Document text:
========

JELD-WEN, is a leading North American and European manufacturer and distributor of interior and exterior doors and windows, undertaking a multi-year transformation. Their plan has similarities to Masonite’s successful transformation ten years ago. Masonite was able to improve EBITDA margins from single digits to 20% before being sold to Owens Corning at 8.6x EV/EBITDA. JELD-WEN share price has recently been under pressure due to multi-year year trough in housing and a challenging repair and remodel market. While the prolonged housing trough could remain a near-term headwind, JELD-WEN is undertaking a significant cost reduction program to offset revenue challenges to restore profitability overtime. The company has extensive asset base (e.g., owned real estate) which could also provide asset monetization potential to accelerate the transformation plan and unlock equity value. In addition, the Administration appears prepared to take actions to improve housing affordability which could accelerate a housing recovery. JELD-WEN share price is near 1x normalized free cash flow yield, we believe JELD’s share price may be significantly mispriced and has upside potential above the current share price.

========

Extracted entries:
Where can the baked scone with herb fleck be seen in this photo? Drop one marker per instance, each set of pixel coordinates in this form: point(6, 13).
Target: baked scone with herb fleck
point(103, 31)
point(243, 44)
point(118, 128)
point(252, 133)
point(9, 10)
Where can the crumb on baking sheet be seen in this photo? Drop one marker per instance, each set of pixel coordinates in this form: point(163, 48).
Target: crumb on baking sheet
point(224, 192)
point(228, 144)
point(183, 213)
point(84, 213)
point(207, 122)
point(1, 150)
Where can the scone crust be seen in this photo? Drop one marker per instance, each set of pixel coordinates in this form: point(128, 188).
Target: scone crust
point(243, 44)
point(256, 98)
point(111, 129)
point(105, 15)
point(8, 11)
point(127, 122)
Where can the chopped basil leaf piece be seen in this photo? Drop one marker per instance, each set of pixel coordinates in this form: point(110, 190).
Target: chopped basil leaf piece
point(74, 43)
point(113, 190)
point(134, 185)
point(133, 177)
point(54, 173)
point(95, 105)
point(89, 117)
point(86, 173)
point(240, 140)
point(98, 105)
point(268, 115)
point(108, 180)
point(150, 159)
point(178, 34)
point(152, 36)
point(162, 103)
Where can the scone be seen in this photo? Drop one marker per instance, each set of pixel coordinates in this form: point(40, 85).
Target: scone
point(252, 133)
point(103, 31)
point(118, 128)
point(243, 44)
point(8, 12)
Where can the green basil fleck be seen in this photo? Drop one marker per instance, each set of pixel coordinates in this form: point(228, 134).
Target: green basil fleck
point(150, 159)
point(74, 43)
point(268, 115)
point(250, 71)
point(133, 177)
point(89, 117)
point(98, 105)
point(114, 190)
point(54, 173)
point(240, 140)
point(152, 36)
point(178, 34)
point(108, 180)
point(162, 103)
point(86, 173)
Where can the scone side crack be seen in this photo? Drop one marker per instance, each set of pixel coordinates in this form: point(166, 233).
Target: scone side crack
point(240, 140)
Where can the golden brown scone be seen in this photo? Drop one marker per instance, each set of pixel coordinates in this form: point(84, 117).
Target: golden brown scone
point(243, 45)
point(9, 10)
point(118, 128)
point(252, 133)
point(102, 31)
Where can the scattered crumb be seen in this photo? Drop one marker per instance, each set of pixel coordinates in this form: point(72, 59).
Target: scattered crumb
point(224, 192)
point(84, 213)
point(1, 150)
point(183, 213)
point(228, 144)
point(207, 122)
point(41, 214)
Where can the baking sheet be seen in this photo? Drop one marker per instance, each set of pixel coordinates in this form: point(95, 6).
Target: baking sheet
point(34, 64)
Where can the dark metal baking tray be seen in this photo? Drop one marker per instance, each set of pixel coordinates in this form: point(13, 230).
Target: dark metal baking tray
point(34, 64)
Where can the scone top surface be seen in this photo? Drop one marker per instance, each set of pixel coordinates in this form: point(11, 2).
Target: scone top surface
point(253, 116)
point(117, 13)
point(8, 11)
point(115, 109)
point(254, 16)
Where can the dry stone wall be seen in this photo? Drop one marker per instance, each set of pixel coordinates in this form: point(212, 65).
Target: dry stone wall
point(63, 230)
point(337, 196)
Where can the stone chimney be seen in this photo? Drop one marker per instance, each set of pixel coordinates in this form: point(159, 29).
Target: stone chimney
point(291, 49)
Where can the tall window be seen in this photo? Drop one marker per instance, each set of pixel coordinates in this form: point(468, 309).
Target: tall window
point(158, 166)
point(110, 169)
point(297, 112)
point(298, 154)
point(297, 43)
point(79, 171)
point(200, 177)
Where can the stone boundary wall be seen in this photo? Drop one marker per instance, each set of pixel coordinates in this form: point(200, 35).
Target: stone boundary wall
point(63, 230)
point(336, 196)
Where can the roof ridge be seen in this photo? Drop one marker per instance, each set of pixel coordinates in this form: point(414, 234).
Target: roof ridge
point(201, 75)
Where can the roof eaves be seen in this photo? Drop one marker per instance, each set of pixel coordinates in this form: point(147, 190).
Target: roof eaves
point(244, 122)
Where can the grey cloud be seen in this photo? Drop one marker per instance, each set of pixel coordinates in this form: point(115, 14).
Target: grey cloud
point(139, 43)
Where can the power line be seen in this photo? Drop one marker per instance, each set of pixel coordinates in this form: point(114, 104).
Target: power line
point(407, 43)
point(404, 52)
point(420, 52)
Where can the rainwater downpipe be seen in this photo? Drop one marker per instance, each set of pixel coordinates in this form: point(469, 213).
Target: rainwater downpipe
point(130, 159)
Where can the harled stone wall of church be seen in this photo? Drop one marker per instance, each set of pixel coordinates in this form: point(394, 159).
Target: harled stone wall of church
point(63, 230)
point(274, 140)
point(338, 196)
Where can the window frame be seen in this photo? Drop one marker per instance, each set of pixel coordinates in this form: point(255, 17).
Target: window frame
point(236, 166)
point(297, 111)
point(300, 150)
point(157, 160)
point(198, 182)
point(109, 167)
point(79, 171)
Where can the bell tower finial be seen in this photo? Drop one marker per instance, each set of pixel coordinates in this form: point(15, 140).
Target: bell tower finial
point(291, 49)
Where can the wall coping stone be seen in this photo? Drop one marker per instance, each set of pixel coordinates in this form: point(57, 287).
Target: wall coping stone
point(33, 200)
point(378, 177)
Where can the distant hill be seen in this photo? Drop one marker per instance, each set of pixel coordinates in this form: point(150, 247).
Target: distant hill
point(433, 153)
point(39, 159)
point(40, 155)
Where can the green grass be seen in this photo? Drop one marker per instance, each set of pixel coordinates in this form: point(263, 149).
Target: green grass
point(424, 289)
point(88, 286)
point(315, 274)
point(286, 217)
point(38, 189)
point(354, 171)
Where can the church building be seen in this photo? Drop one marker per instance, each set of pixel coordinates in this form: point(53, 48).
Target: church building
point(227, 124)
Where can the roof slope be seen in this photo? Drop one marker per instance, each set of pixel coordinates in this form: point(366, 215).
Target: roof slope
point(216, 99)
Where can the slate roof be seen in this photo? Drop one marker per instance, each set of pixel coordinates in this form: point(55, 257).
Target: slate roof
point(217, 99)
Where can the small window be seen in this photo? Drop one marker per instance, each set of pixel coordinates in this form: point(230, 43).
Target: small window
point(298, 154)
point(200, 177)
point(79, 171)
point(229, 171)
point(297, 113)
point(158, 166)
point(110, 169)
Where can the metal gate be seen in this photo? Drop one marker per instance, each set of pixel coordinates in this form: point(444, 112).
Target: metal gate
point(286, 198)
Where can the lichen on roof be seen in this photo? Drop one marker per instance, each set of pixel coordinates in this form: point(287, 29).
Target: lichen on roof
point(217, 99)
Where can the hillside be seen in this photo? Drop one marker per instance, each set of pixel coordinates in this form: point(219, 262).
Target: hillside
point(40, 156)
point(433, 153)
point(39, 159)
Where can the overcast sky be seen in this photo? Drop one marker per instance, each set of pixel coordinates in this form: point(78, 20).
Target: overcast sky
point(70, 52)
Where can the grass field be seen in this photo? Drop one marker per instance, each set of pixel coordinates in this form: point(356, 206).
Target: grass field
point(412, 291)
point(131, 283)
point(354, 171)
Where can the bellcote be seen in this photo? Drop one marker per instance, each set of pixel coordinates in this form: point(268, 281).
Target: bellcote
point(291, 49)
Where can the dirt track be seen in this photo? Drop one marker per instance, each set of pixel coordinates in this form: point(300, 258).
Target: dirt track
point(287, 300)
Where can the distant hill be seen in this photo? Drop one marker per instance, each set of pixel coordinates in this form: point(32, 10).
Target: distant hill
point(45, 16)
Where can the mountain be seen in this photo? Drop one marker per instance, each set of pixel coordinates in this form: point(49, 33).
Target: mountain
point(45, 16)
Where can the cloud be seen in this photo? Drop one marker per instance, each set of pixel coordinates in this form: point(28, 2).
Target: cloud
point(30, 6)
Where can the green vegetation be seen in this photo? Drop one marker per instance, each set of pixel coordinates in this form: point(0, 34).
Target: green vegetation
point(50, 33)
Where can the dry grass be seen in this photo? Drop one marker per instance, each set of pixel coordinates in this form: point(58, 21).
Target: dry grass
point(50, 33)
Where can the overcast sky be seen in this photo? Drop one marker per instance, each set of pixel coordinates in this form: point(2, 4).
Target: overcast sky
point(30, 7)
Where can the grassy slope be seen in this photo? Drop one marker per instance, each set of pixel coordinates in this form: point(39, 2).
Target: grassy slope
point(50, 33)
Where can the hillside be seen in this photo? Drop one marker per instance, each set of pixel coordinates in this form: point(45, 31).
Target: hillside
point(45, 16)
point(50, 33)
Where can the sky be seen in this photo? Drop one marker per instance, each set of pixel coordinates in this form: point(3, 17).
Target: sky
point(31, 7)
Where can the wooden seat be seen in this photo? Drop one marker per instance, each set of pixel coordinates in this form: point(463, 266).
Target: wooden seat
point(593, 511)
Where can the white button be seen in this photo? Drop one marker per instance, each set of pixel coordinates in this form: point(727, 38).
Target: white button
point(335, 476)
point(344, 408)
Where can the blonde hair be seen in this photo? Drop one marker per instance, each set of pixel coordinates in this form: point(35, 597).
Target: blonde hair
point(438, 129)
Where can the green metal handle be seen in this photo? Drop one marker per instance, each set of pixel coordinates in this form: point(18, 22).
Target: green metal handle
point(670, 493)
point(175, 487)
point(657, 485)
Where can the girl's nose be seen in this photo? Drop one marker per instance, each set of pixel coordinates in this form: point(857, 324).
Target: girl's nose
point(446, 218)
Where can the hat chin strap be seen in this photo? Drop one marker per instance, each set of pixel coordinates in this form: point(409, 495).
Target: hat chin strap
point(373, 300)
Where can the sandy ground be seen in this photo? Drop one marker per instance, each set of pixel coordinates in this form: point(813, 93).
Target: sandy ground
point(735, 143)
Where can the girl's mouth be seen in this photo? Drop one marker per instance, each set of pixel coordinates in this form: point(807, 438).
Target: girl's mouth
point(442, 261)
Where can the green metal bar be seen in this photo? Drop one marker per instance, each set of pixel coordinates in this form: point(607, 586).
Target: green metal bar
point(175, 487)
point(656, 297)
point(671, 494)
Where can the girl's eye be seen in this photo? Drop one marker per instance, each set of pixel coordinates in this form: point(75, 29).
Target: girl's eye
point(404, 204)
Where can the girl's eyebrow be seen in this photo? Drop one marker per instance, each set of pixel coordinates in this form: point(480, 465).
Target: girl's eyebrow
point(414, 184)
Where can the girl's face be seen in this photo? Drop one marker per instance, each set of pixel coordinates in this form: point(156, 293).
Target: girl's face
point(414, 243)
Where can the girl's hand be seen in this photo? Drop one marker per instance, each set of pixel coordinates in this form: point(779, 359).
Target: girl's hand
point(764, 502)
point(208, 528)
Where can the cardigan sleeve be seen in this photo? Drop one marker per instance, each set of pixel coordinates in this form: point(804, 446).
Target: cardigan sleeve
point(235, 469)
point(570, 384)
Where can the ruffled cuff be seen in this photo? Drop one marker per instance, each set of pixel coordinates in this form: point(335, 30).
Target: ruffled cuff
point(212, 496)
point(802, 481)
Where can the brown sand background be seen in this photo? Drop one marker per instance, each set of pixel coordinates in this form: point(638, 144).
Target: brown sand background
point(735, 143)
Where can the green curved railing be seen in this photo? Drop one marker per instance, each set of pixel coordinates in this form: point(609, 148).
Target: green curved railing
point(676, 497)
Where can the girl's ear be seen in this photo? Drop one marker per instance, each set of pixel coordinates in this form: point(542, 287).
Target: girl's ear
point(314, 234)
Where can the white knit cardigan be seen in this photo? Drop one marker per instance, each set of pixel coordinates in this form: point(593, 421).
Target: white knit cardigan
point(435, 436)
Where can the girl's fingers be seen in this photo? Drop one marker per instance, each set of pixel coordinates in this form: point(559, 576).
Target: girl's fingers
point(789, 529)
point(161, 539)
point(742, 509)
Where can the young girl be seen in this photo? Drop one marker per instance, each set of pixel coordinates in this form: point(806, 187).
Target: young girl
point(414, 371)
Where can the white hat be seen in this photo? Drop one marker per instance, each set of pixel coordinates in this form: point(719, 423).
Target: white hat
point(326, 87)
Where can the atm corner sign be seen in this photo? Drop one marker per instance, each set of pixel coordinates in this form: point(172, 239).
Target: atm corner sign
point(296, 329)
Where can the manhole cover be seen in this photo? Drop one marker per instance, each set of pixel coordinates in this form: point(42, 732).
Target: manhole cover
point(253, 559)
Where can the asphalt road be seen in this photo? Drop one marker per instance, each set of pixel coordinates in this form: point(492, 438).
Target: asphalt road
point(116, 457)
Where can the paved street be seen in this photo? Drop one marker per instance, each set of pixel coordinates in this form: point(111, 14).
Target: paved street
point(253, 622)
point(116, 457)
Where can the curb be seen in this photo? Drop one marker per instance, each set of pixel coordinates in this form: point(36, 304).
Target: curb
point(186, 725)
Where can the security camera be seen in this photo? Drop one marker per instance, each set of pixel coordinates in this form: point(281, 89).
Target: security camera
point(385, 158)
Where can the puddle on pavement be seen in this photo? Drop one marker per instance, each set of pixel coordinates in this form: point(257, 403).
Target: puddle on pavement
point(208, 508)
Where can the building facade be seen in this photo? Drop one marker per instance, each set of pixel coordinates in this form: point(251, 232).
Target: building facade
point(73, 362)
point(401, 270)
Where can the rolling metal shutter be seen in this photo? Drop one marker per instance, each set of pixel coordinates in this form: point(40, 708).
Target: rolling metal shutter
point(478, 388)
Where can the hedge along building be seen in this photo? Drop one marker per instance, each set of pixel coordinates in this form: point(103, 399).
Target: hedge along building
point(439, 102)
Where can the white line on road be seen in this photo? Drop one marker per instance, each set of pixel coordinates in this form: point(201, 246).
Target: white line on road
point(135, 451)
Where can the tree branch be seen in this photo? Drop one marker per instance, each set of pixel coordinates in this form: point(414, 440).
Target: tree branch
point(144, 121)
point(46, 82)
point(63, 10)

========

Exercise objective: Carry on the text about JELD-WEN's transformation plan, starting right after its final sentence. The items have no connection to the text about JELD-WEN.

Output for this exercise:
Conduent delivers digital business solutions and services to 50% of Fortune 100 clients and 46 of 50 states. New management has undertaken a multi-year transformation, streamlining the operations, increasing enterprise investments, rebuilding sales pipeline, and divesting non-core assets. Phases 1 of the portfolio rationalization generated $778M of net sales proceeds that were used to enhance the balance sheet, reducing outstanding debt through 2029 and buying back more than 30% of outstanding shares. During the upcoming year, management will focus on reducing stranded costs and completing phase 2 of the portfolio rationalization that should lead to improving margins, further debt reduction, and accretive share buybacks.

The company also has extensive patent portfolio (more than 600) that we believe is underappreciated by the marketplace. Management has integrated multiple AI initiatives to provide innovative solutions across the Business Process Services (BPS) value chain. Conduent has a sizable government business which could experience near-term disruption from additional government closings. However, we believe that current discounted share price may reflect this market fear. Conduent shares look significantly mispriced, less than 2x normalized EV/EBITDA, versus publicly traded peers at 8 to 10x.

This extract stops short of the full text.